"""
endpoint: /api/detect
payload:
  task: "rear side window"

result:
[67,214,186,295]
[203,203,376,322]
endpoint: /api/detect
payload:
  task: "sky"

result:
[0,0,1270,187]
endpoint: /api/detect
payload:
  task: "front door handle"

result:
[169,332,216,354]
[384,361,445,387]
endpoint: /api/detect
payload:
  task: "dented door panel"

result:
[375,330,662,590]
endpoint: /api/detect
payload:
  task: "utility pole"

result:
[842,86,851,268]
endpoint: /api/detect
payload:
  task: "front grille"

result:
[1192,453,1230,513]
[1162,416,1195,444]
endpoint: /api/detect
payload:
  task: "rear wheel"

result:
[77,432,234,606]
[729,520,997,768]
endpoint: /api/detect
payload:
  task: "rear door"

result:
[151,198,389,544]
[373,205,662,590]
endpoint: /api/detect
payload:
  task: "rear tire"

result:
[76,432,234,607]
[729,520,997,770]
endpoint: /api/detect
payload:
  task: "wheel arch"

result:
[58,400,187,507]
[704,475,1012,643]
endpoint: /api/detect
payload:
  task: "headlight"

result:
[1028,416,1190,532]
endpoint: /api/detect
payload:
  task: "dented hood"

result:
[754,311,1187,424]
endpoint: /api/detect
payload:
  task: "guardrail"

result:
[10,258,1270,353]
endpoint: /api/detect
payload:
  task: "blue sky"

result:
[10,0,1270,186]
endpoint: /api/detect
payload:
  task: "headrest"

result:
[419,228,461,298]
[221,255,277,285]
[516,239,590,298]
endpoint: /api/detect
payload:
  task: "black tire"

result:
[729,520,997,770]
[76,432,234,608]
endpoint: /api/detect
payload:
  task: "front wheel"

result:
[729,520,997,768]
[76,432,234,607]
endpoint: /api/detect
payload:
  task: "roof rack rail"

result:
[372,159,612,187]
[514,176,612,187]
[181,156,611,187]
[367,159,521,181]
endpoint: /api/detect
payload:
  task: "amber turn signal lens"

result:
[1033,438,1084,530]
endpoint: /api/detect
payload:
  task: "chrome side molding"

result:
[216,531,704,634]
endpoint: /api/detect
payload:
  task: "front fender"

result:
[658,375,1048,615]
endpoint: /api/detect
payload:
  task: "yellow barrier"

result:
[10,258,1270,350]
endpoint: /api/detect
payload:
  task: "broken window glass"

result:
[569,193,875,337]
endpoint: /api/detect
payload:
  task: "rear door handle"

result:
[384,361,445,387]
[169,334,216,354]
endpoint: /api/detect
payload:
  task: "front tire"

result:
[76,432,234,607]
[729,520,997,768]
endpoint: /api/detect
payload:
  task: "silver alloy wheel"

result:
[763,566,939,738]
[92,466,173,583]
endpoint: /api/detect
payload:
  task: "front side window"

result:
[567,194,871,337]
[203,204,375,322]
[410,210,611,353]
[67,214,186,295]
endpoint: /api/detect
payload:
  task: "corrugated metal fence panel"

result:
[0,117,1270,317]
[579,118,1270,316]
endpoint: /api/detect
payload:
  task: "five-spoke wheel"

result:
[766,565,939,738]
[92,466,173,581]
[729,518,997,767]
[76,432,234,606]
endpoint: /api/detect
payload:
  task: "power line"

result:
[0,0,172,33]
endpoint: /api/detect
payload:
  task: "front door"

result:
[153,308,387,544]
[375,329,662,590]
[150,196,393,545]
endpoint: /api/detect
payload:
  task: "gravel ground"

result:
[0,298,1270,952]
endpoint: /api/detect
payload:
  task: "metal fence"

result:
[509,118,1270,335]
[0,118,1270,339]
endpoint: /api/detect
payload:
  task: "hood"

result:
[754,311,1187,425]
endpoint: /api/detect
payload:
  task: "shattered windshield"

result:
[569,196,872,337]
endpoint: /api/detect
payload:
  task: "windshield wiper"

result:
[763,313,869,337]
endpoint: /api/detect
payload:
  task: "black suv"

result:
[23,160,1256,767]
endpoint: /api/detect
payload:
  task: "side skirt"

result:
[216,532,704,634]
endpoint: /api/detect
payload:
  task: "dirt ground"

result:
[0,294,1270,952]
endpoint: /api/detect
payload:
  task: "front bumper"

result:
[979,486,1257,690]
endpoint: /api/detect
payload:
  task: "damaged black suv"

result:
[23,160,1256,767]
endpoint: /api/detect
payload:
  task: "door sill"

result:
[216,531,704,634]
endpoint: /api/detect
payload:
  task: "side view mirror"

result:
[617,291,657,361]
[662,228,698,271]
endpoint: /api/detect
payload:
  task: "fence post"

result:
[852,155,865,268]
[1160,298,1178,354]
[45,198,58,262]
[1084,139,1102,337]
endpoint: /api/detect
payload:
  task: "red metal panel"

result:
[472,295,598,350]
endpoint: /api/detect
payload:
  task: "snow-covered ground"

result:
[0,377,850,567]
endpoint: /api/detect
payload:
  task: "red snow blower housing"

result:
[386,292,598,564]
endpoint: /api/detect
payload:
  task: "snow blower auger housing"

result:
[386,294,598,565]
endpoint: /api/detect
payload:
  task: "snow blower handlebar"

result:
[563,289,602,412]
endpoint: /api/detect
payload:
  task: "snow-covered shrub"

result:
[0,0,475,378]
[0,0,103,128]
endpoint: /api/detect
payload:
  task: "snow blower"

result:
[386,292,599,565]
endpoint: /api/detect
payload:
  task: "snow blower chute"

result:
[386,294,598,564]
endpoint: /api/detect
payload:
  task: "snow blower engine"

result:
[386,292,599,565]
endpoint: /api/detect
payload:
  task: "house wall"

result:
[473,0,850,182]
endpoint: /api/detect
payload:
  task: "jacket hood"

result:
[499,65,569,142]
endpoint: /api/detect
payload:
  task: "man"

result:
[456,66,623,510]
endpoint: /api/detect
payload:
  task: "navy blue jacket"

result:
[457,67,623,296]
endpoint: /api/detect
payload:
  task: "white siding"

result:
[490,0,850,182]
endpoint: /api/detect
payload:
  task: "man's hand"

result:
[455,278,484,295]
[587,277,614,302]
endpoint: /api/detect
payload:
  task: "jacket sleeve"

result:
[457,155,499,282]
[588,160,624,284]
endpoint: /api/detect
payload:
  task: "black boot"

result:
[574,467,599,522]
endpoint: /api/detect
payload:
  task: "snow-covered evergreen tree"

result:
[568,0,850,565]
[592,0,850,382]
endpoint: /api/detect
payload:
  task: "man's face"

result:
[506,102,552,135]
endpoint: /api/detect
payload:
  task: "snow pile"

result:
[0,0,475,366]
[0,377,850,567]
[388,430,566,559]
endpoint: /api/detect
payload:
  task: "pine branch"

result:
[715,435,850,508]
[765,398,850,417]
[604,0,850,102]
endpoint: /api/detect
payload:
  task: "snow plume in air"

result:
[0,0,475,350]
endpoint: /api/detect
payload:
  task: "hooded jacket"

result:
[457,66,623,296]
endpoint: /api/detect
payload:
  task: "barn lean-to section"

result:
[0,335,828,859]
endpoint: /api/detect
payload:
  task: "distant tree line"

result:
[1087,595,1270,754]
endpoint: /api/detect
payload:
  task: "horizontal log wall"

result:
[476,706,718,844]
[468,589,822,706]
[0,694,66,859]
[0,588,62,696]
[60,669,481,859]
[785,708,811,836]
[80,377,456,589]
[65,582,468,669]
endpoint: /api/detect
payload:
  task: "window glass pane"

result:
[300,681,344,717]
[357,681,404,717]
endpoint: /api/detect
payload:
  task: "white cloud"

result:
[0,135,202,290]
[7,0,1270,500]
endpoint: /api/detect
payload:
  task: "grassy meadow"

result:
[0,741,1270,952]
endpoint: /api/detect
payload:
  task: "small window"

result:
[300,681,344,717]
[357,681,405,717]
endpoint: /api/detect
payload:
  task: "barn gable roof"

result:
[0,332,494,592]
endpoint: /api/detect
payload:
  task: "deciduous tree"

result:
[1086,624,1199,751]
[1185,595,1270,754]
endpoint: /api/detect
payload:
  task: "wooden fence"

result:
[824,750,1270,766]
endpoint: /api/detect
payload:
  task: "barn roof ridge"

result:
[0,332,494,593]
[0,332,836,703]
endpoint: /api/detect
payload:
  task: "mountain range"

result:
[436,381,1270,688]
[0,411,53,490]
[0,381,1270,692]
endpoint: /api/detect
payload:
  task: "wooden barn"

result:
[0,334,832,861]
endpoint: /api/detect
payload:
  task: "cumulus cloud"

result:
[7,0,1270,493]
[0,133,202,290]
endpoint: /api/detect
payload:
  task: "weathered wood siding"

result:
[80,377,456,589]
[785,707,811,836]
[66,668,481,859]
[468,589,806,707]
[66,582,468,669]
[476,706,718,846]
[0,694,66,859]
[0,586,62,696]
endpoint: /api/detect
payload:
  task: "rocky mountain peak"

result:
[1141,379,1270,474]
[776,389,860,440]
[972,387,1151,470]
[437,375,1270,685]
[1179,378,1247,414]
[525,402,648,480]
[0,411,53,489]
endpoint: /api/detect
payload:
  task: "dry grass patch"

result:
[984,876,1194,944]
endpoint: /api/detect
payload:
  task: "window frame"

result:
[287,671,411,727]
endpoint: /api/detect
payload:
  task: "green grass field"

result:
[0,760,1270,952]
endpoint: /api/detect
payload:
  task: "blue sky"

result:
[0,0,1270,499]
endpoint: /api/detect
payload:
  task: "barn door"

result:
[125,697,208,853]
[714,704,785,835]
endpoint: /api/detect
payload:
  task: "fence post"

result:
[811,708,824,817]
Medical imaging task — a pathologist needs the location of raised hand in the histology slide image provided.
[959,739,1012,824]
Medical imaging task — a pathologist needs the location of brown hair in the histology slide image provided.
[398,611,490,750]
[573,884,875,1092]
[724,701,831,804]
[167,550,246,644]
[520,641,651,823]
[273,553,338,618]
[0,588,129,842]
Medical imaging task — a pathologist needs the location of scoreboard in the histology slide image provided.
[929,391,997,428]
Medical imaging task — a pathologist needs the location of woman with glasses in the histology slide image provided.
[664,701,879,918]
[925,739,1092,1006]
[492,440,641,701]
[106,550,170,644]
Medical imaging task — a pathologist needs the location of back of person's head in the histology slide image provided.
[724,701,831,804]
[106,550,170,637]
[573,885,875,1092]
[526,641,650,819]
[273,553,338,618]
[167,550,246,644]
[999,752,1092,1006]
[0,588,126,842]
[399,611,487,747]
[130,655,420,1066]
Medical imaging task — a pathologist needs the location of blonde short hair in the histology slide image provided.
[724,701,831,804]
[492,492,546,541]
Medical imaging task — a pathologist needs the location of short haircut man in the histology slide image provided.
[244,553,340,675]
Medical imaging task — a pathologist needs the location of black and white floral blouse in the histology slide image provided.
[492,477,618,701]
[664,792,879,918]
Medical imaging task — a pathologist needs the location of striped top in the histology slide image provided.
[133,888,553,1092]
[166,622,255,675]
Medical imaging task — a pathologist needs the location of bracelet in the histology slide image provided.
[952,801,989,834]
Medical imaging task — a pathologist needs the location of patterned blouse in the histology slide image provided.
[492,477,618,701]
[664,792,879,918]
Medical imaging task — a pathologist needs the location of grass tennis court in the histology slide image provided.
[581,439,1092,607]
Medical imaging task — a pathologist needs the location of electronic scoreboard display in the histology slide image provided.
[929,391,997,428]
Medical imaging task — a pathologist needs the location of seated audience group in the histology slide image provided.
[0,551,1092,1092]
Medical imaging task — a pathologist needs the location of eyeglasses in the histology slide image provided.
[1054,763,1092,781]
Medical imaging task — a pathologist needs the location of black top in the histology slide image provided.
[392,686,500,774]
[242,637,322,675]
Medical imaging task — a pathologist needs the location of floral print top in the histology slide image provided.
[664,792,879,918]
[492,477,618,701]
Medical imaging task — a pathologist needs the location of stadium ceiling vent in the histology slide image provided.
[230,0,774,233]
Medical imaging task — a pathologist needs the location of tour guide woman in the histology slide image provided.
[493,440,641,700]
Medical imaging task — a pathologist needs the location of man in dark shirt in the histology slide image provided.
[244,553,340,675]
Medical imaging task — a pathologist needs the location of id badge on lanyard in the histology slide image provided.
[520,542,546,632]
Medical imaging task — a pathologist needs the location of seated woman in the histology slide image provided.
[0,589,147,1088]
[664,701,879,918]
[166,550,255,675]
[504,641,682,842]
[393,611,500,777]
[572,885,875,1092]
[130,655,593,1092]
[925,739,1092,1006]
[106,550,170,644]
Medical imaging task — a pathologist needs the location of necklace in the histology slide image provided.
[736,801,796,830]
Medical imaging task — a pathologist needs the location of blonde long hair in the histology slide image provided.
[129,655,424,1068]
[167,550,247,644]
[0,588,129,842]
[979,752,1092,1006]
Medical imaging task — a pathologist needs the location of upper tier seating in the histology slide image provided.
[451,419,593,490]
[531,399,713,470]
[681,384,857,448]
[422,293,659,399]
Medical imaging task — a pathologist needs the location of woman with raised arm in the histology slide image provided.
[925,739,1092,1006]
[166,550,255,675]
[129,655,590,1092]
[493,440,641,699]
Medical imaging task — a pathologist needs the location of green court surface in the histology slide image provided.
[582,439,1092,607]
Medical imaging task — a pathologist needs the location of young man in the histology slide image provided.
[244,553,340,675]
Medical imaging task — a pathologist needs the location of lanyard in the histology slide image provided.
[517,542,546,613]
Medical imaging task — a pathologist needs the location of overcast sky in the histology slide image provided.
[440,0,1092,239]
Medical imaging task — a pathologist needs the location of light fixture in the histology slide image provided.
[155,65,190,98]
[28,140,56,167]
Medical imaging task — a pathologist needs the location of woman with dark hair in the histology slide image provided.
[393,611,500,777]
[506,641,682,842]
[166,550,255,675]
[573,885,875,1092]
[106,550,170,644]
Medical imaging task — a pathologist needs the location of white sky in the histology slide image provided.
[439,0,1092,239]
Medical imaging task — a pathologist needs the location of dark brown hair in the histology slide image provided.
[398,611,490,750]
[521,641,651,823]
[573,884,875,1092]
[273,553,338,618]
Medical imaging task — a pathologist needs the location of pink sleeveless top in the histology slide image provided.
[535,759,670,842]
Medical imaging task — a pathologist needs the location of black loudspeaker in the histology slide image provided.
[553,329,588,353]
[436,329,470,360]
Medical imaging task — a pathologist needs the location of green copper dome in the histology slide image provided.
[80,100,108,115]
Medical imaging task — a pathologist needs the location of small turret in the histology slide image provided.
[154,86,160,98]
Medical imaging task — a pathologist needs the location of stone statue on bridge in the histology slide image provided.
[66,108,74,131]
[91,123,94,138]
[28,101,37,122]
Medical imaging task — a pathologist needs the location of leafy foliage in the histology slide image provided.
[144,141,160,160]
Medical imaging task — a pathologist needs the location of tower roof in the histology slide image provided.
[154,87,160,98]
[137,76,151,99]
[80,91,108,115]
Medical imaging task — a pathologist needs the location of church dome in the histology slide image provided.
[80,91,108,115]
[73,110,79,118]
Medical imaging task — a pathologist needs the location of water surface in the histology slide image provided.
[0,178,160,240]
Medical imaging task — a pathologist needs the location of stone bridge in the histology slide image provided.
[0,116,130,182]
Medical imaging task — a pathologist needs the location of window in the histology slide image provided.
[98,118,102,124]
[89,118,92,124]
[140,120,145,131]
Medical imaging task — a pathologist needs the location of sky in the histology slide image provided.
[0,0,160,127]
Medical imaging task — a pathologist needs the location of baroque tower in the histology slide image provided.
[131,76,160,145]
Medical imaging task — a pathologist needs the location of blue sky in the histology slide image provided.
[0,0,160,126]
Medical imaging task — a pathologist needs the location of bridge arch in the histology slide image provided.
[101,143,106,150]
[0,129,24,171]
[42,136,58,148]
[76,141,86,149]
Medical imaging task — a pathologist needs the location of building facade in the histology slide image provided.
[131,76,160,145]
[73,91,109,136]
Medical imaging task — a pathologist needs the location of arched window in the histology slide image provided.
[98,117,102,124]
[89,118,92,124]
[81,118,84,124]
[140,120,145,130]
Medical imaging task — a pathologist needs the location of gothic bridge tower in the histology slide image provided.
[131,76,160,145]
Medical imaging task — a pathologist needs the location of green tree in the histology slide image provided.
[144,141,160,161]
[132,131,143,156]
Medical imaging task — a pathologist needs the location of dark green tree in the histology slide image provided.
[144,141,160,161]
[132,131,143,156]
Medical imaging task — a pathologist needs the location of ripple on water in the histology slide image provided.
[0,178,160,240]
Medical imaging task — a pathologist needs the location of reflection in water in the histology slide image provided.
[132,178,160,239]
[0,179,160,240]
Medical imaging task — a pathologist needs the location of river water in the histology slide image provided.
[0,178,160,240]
"""
Rewrite the listing from its first line through the line containing "[1162,416,1195,444]", switching "utility pole" to "telephone pole" and leaving everything else unchanged.

EXERCISE OUTPUT:
endpoint: /api/detect
payload:
  task: "rear side window"

result:
[67,214,186,295]
[203,203,376,322]
endpoint: /api/detect
payload:
  task: "sky"

result:
[0,0,1270,187]
endpoint: /api/detect
payload:
  task: "front door handle"

result:
[169,332,216,354]
[384,361,445,387]
endpoint: /api/detect
payload:
  task: "dented door panel"

result:
[375,330,662,590]
endpoint: /api/detect
payload:
  task: "telephone pole"

result:
[842,86,851,268]
endpoint: /api/detect
payload:
  task: "front grille"

result:
[1192,453,1230,513]
[1162,416,1195,444]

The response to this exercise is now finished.